Stored data entries:
··········
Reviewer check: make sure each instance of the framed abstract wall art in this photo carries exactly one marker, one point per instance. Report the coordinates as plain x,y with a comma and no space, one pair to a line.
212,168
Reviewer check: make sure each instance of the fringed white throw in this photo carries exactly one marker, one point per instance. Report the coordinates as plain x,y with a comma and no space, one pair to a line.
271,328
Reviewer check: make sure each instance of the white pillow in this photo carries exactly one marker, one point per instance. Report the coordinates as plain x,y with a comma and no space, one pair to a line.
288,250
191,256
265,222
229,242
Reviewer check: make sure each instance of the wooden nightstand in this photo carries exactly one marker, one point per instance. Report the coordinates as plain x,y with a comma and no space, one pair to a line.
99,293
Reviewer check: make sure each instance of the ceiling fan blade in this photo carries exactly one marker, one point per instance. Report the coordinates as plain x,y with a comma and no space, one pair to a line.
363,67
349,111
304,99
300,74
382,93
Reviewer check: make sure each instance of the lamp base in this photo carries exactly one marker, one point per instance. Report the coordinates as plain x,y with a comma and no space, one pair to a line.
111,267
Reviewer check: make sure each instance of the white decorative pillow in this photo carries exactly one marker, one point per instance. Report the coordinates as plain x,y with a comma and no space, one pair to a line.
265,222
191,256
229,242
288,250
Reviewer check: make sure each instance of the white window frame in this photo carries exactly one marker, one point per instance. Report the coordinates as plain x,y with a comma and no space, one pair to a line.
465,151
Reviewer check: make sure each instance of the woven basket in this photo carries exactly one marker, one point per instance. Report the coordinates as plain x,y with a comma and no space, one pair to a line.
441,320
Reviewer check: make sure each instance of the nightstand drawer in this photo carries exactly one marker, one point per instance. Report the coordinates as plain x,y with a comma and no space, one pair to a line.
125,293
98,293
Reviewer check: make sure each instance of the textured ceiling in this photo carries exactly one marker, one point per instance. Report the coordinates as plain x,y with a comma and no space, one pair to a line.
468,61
··········
**Instruction**
Starting with the line containing "Reviewer check: make sure each instance of the textured" and going on through the end of the items, render those lines as a JSON list of strings, one string per line and no blank lines.

**Result of the exercise**
[
  "Reviewer check: make sure each instance of the textured ceiling in this photo carries exactly one marker, one point per instance. Report the coordinates as plain x,y with a comma and no space, one pair to a line.",
  "468,61"
]